-- LISTED RECORDS follows --
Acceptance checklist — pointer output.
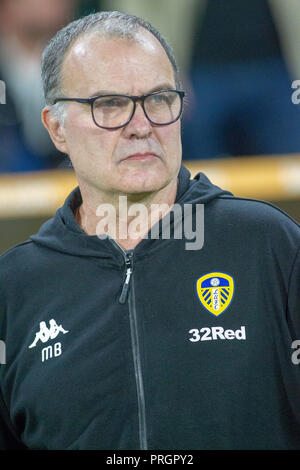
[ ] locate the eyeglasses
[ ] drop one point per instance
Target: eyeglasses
(161, 108)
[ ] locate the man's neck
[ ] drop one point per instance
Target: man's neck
(126, 218)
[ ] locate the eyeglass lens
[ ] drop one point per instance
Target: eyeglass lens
(115, 111)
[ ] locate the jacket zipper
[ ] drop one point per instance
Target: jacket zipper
(128, 294)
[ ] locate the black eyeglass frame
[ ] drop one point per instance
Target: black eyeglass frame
(135, 99)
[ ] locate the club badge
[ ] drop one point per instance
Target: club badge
(215, 292)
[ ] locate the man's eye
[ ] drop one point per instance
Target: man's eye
(110, 103)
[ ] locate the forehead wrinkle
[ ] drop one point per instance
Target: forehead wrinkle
(118, 66)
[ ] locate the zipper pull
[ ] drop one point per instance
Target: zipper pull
(125, 289)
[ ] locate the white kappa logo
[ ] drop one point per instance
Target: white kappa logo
(46, 333)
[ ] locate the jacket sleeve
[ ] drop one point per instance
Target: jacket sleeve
(8, 437)
(294, 301)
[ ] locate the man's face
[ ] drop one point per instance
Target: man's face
(139, 157)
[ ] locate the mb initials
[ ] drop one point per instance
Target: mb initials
(53, 350)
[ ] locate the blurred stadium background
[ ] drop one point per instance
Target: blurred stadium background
(238, 62)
-- LISTED RECORDS concluded --
> [WHAT YOU HAVE TO DO]
Beginning with the line that has "[ ] locate the zipper pull", set down every line of the entries above through the final one, unchanged.

> [YOUR RESPONSE]
[ ] locate the zipper pull
[ ] drop one point per instance
Target: zipper pull
(125, 289)
[ ] locate the white kappa logo
[ ] drop one point per instance
Target: white kappa logo
(46, 333)
[ ] locate the jacket sleeve
[ ] drop one point per instance
Target: jacket sleeve
(8, 437)
(294, 301)
[ ] locate the man's face
[ ] drop one point per instance
Target: man's face
(139, 157)
[ ] locate the mb initials
[ ] drop one point per instance
Target: mb initials
(53, 350)
[ ] locate the blurred stadium background
[ ] drop one point per instance
Target: blurred stadium background
(238, 62)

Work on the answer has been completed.